---- Page extract

Does anyone have knowledge about segmentation faults? Which programming paradigms do I need to avoid them? Why do they only occur when handling huge array sizes?

andrew_4619 · ‎08-20-2020

Such behaviour is normally caused by a bug in your code. For example you go past an array limit and clobber (corrupt) some other data. That other data might not be important it may have been used already or may get initialised later and thus corrected. Making any change, e.g. a print statement alters the layout of your code and you now clobber a different thing. Thus the bug and appear and disappear but in reality is always there.

My recommendation is to always aim to have all compile and runtime checks enabled when debugging and to also use standards checking (/stand). Fix any items that get thrown out by that before looking harder, often you fix the problem.

paconrad · ‎08-20-2020

Thank you for your enrichening ideas.

Thinking that there was a bug in my code I have tried to completely rewrite the code thanks to the fat that it isn't very much. Doing this I intended to write, compile and execute it step-by-step in order to figure out when the bug occurs. First, I wrote the entire IO main program and the specification section of the main of the subroutine only, compiled it and tested it.

Fortunately, This "empty program" which didn't compute anything just defining variables and arrays and allocating memory for them did not caused any errors.

So I began examining the first proper computation part that simply maps an array of random floats in [-0.5, 0.5] on the array of random floats in [0, 1] generated by „call random_number({array})“.

This little double-loop was sufficient to make the issue occur. I felt a little overwhelmed and unmighty because every computation I tried accessing huge arrays led to a segmentation fault whether how simple ans trivial it actually was.

--------
---- Source information

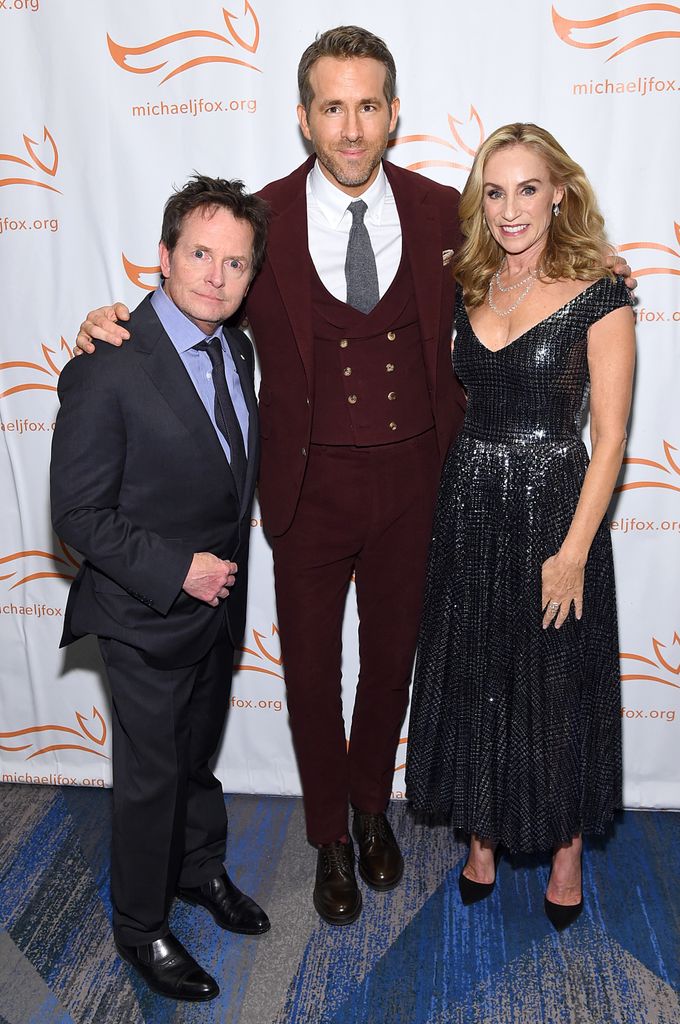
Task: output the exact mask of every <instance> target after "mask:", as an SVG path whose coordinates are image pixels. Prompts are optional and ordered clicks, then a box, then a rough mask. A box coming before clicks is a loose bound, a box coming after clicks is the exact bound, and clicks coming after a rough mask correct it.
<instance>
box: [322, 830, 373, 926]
mask: <svg viewBox="0 0 680 1024" xmlns="http://www.w3.org/2000/svg"><path fill="white" fill-rule="evenodd" d="M313 900H314V906H315V907H316V911H317V913H318V915H320V916H321V918H322V919H323V920H324V921H326V922H327V923H328V924H329V925H351V923H352V921H356V919H357V918H358V915H359V913H360V912H362V893H360V891H359V888H358V886H357V885H356V877H355V876H354V848H353V846H352V844H351V841H350V842H349V843H340V842H337V843H329V844H327V845H325V846H320V847H318V854H317V857H316V882H315V884H314V894H313Z"/></svg>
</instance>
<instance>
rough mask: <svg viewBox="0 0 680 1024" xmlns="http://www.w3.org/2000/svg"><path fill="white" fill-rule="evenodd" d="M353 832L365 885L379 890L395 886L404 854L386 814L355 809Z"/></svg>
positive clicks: (381, 891)
mask: <svg viewBox="0 0 680 1024" xmlns="http://www.w3.org/2000/svg"><path fill="white" fill-rule="evenodd" d="M352 835H353V837H354V839H355V840H356V842H357V844H358V873H359V874H360V876H362V878H363V879H364V881H365V882H366V884H367V886H371V888H372V889H376V890H377V891H378V892H387V891H388V890H389V889H393V888H394V886H398V884H399V882H400V881H401V876H402V874H403V857H402V856H401V851H400V850H399V847H398V844H397V842H396V840H395V839H394V833H393V831H392V829H391V826H390V823H389V821H388V820H387V818H386V816H385V815H384V814H365V813H364V812H363V811H357V810H354V820H353V822H352Z"/></svg>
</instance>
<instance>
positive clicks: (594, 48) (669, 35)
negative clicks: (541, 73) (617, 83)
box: [552, 3, 680, 63]
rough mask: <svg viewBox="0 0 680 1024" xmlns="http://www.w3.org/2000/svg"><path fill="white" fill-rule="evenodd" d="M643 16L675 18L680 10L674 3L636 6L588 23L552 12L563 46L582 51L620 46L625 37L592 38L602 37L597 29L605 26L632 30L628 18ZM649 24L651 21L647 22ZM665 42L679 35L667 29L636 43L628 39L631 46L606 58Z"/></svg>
mask: <svg viewBox="0 0 680 1024" xmlns="http://www.w3.org/2000/svg"><path fill="white" fill-rule="evenodd" d="M639 14H642V15H645V14H647V15H648V14H660V15H661V14H675V15H680V7H678V6H676V5H675V4H672V3H638V4H634V5H633V6H632V7H624V8H623V9H622V10H614V11H612V13H611V14H605V15H604V16H603V17H593V18H589V19H587V20H583V22H580V20H576V19H573V18H569V17H562V15H561V14H558V13H557V11H556V10H555V8H554V7H553V8H552V19H553V26H554V27H555V32H556V33H557V35H558V36H559V38H560V39H561V40H562V42H563V43H567V44H568V45H569V46H576V47H578V48H579V49H583V50H596V49H600V48H601V47H603V46H611V45H612V44H614V45H615V44H618V43H622V42H623V33H622V34H621V35H611V36H608V38H606V39H589V38H588V37H589V36H590V37H592V36H593V35H599V33H597V30H598V29H603V28H604V26H608V25H613V24H614V23H615V22H622V23H624V25H625V28H626V29H629V28H630V25H631V23H630V22H629V20H628V19H629V18H635V17H637V15H639ZM645 20H648V18H645ZM611 31H612V30H610V29H609V30H605V35H608V33H609V32H611ZM572 32H584V33H585V34H586V38H585V39H573V38H572V36H571V33H572ZM662 39H680V31H675V30H669V29H665V30H662V31H658V32H648V33H645V35H643V36H636V37H635V38H633V39H629V40H628V42H623V45H620V46H619V47H618V49H615V50H614V51H613V53H610V54H609V56H608V57H607V58H606V61H605V63H606V62H607V61H609V60H613V58H614V57H618V56H620V54H622V53H626V52H627V51H628V50H632V49H635V47H636V46H643V45H645V43H657V42H658V41H660V40H662Z"/></svg>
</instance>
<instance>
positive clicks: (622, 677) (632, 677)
mask: <svg viewBox="0 0 680 1024" xmlns="http://www.w3.org/2000/svg"><path fill="white" fill-rule="evenodd" d="M651 647H652V650H653V652H654V655H655V657H654V658H651V657H645V656H644V655H643V654H625V653H623V652H622V653H621V654H620V655H619V656H620V658H621V659H622V660H623V659H624V658H628V659H629V660H631V662H640V663H642V665H649V666H651V668H652V669H654V670H655V671H656V672H660V671H661V672H667V673H668V674H669V675H671V676H675V677H680V636H678V634H677V633H674V634H673V640H672V641H671V647H672V648H674V649H673V654H674V655H676V654H677V658H674V660H675V664H673V662H671V660H669V656H667V654H666V653H665V651H666V652H667V651H668V650H669V648H668V647H667V645H666V644H665V643H662V642H661V640H657V639H656V637H652V638H651ZM621 679H622V682H623V681H624V680H627V679H639V680H644V681H647V682H650V683H662V685H663V686H673V687H674V689H676V690H680V678H678V682H675V683H674V682H673V681H672V680H670V679H665V678H664V677H663V676H656V675H654V676H652V675H649V674H648V673H643V672H642V671H640V672H637V673H631V674H630V675H626V676H623V675H622V677H621Z"/></svg>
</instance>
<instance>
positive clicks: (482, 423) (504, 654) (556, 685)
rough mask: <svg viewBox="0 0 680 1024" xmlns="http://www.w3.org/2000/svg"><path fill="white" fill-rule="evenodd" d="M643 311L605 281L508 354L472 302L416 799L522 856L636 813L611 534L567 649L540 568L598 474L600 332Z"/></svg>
mask: <svg viewBox="0 0 680 1024" xmlns="http://www.w3.org/2000/svg"><path fill="white" fill-rule="evenodd" d="M628 303H629V297H628V292H627V289H626V288H625V286H624V284H623V282H622V281H621V280H618V281H617V282H612V281H610V280H609V279H602V280H600V281H597V282H596V283H595V284H593V285H591V286H589V287H588V288H587V289H586V290H585V291H584V292H582V293H581V294H580V295H578V296H577V297H576V298H575V299H571V301H570V302H568V303H567V304H566V305H565V306H563V307H562V308H561V309H558V310H557V311H556V312H554V313H552V314H551V315H550V316H548V317H547V318H546V319H544V321H543V322H542V323H541V324H538V325H537V326H536V327H534V328H532V329H530V330H529V331H527V332H526V333H525V334H523V335H522V336H521V337H520V338H518V339H517V340H516V341H514V342H512V343H511V344H510V345H508V346H506V347H505V348H503V349H501V350H500V351H497V352H493V351H491V350H490V349H487V348H485V347H484V346H483V345H482V344H481V342H479V341H478V339H477V338H476V337H475V335H474V334H473V332H472V329H471V327H470V323H469V321H468V317H467V313H466V311H465V307H464V304H463V301H462V296H461V292H460V290H459V292H458V296H457V315H456V330H457V335H456V343H455V353H454V366H455V370H456V373H457V374H458V376H459V378H460V380H461V381H462V383H463V385H464V387H465V389H466V391H467V396H468V406H467V413H466V418H465V425H464V427H463V431H462V433H461V434H460V436H459V437H458V439H457V440H456V441H455V443H454V444H453V446H452V449H451V452H450V453H449V457H448V459H447V463H445V466H444V469H443V475H442V479H441V484H440V489H439V497H438V501H437V508H436V513H435V521H434V528H433V538H432V546H431V551H430V558H429V566H428V574H427V585H426V598H425V607H424V613H423V623H422V627H421V635H420V641H419V647H418V656H417V663H416V675H415V682H414V692H413V700H412V708H411V727H410V735H409V751H408V761H407V796H408V797H409V799H410V800H411V802H412V805H413V806H414V808H415V809H416V811H419V812H425V813H432V814H434V815H445V816H447V817H448V819H449V820H450V821H451V823H452V824H453V825H456V826H458V827H461V828H463V829H465V831H467V833H475V834H476V835H478V836H479V837H482V838H486V839H491V840H496V841H500V842H501V843H502V844H503V845H504V846H505V847H506V848H507V849H509V850H511V851H523V852H532V851H538V850H547V849H550V848H551V847H552V846H554V845H556V844H558V843H560V842H564V841H566V840H568V839H570V837H571V836H573V835H575V834H576V833H578V831H586V833H589V831H590V833H601V831H603V830H604V829H605V828H606V826H607V824H608V822H609V821H610V819H611V816H612V812H613V810H614V808H617V807H619V806H620V805H621V784H622V771H621V699H620V677H619V655H618V636H617V610H615V600H614V582H613V565H612V558H611V544H610V538H609V531H608V527H607V524H606V521H603V522H602V524H601V525H600V527H599V529H598V531H597V535H596V537H595V540H594V541H593V545H592V547H591V550H590V554H589V558H588V563H587V566H586V582H585V593H584V611H583V617H582V620H581V621H580V622H577V620H576V617H575V615H573V611H571V612H570V613H569V617H568V618H567V621H566V622H565V623H564V625H563V626H562V627H561V628H560V630H559V631H556V630H555V629H554V628H553V627H550V628H549V629H548V630H543V629H542V625H541V624H542V611H541V566H542V564H543V562H544V561H545V559H546V558H548V557H549V556H550V555H553V554H555V553H556V552H557V550H558V549H559V547H560V544H561V542H562V540H563V539H564V536H565V535H566V531H567V529H568V527H569V524H570V521H571V518H572V516H573V512H575V509H576V506H577V502H578V500H579V495H580V492H581V486H582V483H583V479H584V475H585V473H586V469H587V466H588V454H587V451H586V447H585V445H584V444H583V442H582V439H581V414H582V409H583V406H584V402H585V399H586V396H587V393H588V386H589V376H588V361H587V335H588V328H589V327H590V326H591V325H592V324H594V323H596V322H597V321H598V319H600V318H601V317H602V316H604V315H605V314H606V313H608V312H610V311H611V310H612V309H615V308H618V307H620V306H624V305H627V304H628Z"/></svg>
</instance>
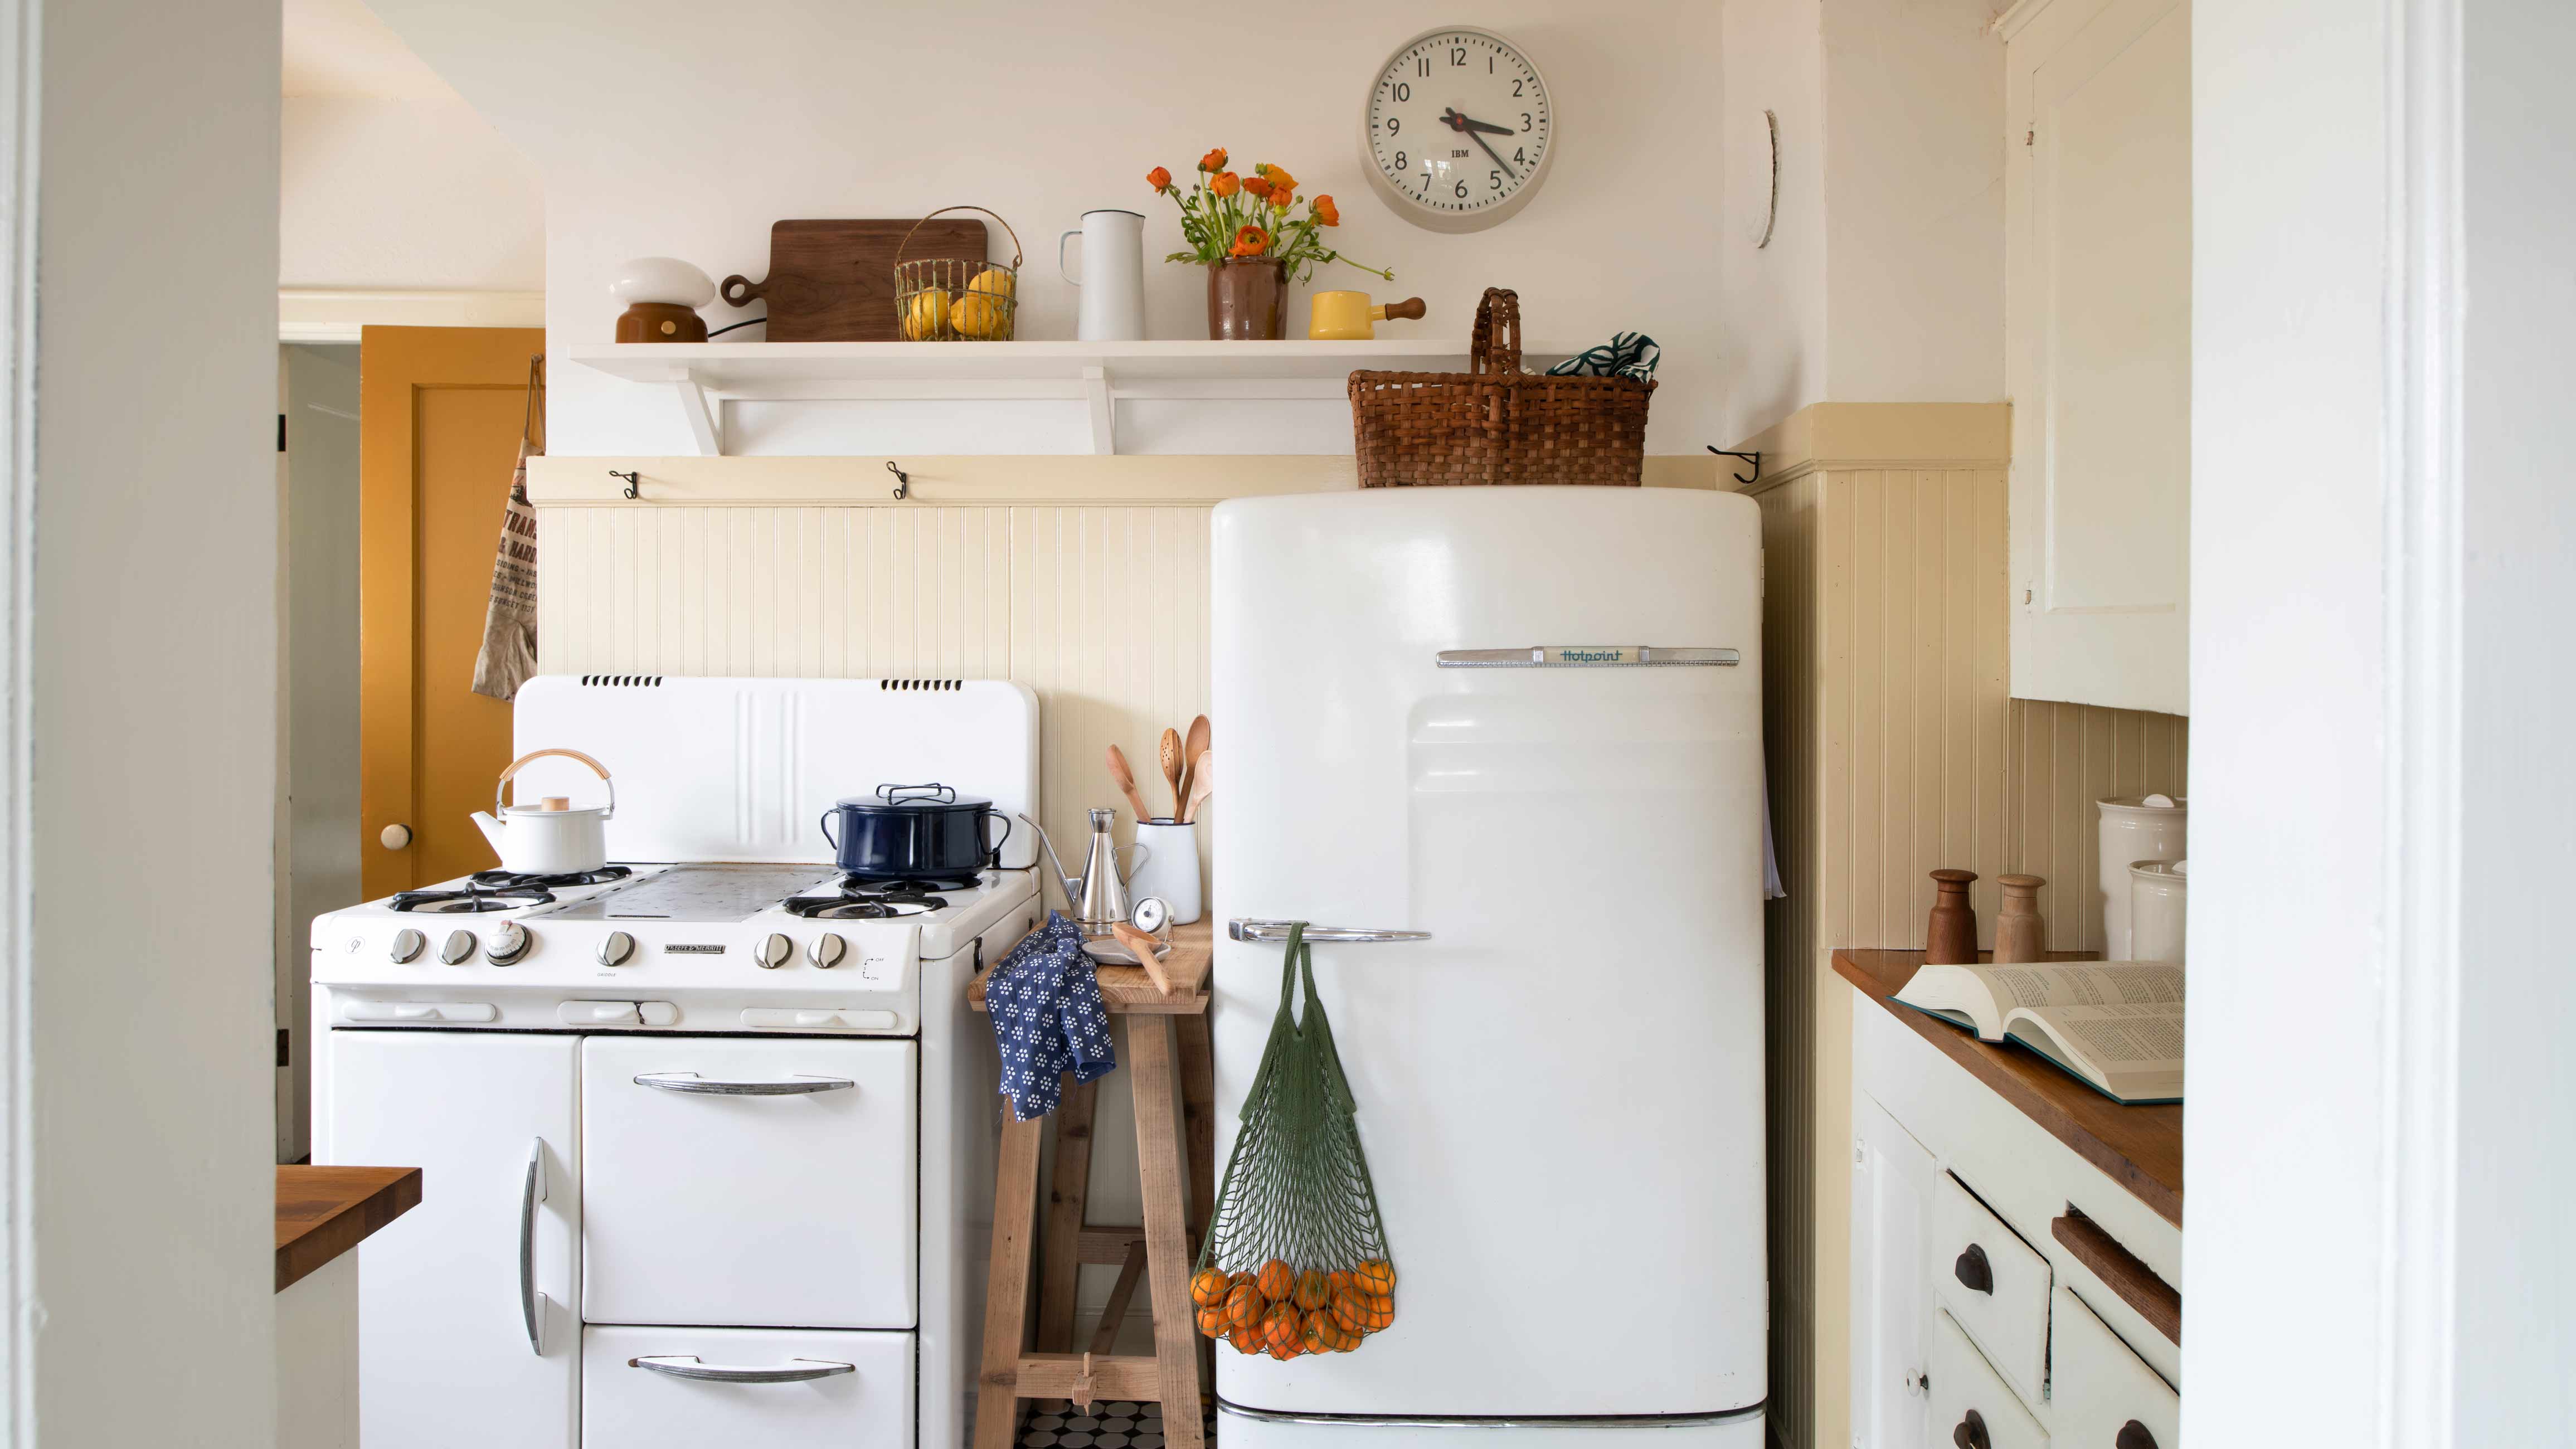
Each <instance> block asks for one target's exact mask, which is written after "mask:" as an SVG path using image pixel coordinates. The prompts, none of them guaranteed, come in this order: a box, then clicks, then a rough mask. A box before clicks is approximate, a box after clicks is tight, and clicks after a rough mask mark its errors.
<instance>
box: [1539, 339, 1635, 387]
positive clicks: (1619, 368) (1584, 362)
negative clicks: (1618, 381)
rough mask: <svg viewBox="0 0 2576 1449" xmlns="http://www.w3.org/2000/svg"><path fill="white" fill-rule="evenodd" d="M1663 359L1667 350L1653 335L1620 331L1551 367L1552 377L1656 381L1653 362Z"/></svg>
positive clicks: (1556, 377)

--------

▸ Directive: List every question asked in the opening post of the forum thread on segmentation faults.

▸ Response area:
- Does anyone have knowledge about segmentation faults?
- Which programming paradigms do I need to avoid them?
- Why do they only occur when handling huge array sizes?